### [Prompt a]
In the fair use text, rewrite the paragraph beginning "3. We've also learned from the appropriation art cases" more briefly, keeping its main facts.

### [Text segment]
--- begin ---
C) A Fair Use Remix: Applying the Standards From Non-Music Cases to Musical Examples

But as this post is running long and my readers’ patience is no doubt growing short, let’s see what happens when we apply standards from these other cases to a few music hypotheticals:

1. As we know, reproducing an entire visual work, although in greatly reduced size, can be considered a transformative, and ultimately fair, use. Now imagine posting an entire John Adams or John Corigliano score, or even the complete sheet music to a Taylor Swift song – in miniature – without permission.

2. We also know from the Three’s Company case that taking entire scenes from a TV show is now fair game if you’re doing a parody of the underlying work. Now envision using a whole scene from an Adams opera or Sondheim musical or an entire Beatles song in a musical parody.

3. We’ve also learned from the appropriation art cases that taking recognizable portions of copyrighted works and creating a collage or visual remix can be a transformative fair use. Now try claiming fair use when taking twenty seconds of a recording of “Satisfaction” or any other famous song and putting it into a film or sampling several snippets of it in your own recording.
--- end ---
### [Provided records]
--- begin ---
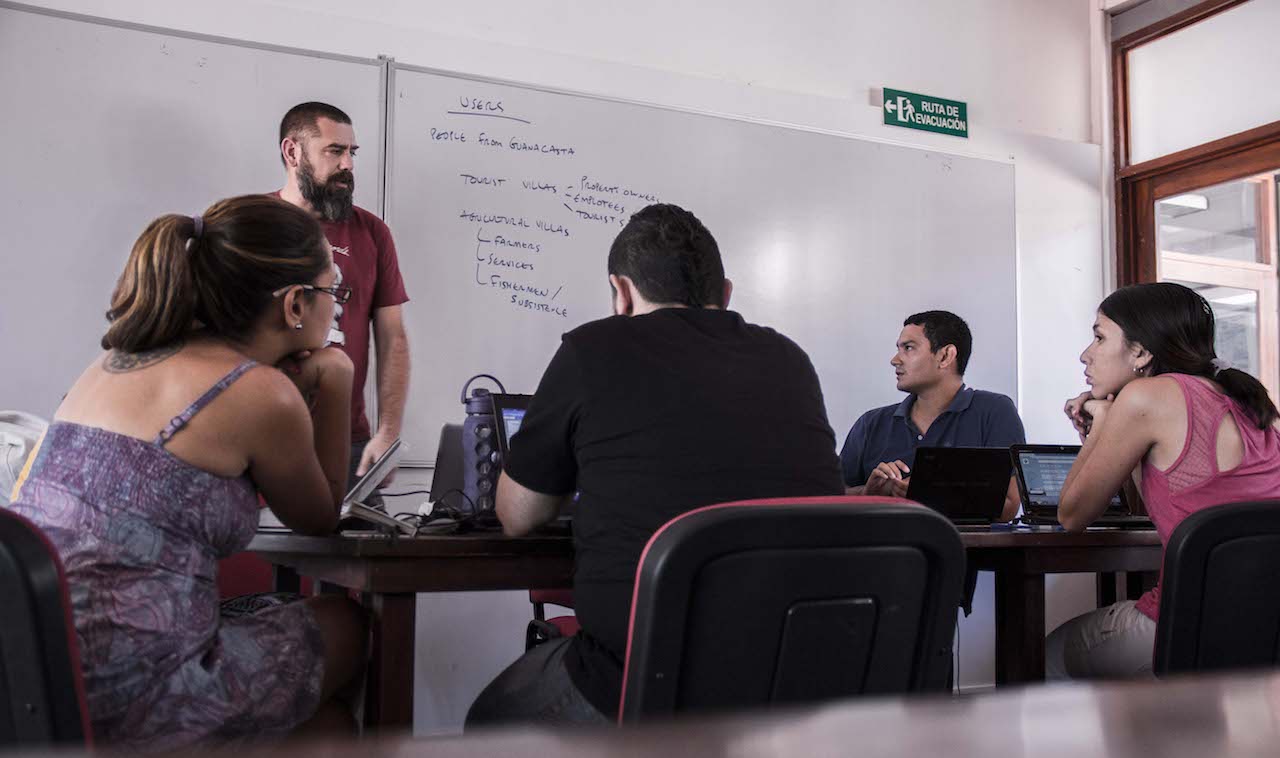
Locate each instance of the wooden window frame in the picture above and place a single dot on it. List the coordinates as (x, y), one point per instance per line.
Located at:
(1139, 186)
--- end ---
--- begin ---
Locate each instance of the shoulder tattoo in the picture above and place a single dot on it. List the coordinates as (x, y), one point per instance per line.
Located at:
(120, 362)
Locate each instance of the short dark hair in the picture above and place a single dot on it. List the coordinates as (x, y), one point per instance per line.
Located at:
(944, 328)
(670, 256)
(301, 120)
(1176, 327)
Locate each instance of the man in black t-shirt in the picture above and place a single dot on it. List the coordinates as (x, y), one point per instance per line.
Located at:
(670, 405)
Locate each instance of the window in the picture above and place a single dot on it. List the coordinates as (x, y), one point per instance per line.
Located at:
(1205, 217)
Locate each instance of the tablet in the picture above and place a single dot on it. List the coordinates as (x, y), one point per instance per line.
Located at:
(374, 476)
--- end ---
--- begin ---
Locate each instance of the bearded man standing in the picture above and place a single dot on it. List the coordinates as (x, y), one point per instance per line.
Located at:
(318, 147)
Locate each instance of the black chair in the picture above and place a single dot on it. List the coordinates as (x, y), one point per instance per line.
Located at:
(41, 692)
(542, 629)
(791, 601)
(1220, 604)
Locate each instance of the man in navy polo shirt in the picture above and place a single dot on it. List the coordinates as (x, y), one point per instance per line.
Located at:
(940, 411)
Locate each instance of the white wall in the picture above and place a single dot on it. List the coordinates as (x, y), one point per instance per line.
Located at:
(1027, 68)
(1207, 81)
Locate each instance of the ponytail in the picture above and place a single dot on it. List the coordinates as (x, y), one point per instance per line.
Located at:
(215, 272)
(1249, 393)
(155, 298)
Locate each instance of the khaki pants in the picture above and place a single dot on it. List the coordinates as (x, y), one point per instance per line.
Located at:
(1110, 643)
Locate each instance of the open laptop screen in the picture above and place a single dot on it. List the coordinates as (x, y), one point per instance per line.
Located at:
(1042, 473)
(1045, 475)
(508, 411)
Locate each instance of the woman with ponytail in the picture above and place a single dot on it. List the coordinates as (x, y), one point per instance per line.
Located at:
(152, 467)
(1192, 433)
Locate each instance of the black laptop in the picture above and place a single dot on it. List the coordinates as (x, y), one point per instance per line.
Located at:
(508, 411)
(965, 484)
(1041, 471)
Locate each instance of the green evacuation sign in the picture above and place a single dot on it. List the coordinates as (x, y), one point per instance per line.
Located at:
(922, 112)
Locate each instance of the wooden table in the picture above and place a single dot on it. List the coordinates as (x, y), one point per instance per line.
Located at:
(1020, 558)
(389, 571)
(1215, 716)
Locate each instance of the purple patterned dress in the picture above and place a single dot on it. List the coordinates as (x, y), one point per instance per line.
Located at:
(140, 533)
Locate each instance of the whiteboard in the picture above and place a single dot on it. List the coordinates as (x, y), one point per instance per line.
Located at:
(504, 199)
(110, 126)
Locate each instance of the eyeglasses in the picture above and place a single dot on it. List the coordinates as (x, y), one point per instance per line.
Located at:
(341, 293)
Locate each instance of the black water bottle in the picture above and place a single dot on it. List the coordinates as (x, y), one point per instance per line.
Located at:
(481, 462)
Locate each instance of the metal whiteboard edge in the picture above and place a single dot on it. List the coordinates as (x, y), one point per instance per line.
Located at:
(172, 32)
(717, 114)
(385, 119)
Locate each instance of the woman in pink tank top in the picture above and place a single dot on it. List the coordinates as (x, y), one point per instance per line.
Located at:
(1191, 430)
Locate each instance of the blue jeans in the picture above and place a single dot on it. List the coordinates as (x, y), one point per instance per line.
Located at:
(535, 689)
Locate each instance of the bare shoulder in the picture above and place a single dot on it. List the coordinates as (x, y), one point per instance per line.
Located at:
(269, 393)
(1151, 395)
--- end ---
### [Prompt b]
Scale the listing by giving back only the lines from the one containing "Locate each instance of the wooden window" up to and including the one containing "(1139, 186)", requests included, with every coordinate in the answers multiplied by 2.25 and rounded to a whole number, halves rounded up.

### [Expected output a]
3. Appropriation art cases show that a collage or visual remix built from recognizable portions of copyrighted works can be a transformative fair use. The musical counterpart is claiming fair use for putting twenty seconds of a recording of "Satisfaction" or another famous song into a film, or for sampling several snippets of it in your own recording.

### [Expected output b]
Locate each instance of the wooden window frame in the picture above and place a single dot on it. List the coordinates as (x, y), one point per instance per line.
Located at:
(2563, 419)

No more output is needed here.